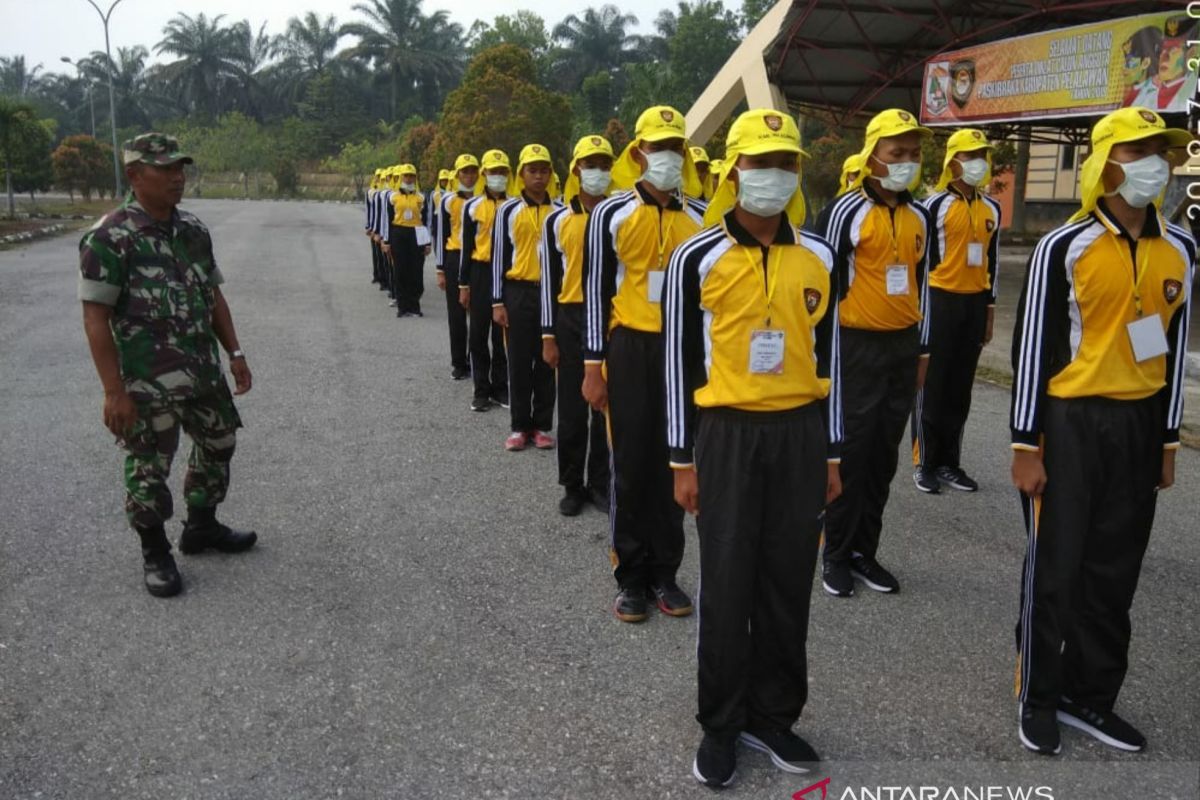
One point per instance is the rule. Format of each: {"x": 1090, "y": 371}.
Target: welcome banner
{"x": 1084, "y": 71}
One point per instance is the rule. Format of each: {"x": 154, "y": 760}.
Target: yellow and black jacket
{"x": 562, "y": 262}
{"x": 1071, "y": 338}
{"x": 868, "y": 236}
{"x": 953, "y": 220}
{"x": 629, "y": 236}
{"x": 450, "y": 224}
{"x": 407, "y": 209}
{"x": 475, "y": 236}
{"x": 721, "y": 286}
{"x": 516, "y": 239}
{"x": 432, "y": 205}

* * *

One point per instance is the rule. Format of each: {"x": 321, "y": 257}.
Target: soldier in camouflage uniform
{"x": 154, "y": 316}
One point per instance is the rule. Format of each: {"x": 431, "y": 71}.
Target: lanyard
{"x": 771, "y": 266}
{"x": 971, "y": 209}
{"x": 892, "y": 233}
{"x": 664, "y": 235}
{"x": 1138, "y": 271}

● **WRITTEN TASK**:
Copy out every line above that contains the word "point", where case counts.

● **PROBLEM SOLUTION**:
One point per instance is the rule. Format of each: {"x": 1090, "y": 371}.
One point per instance is the rule. Format of each: {"x": 154, "y": 760}.
One point per instance is the rule. Format of each: {"x": 321, "y": 257}.
One point per instance is the rule. Format of each: {"x": 431, "y": 71}.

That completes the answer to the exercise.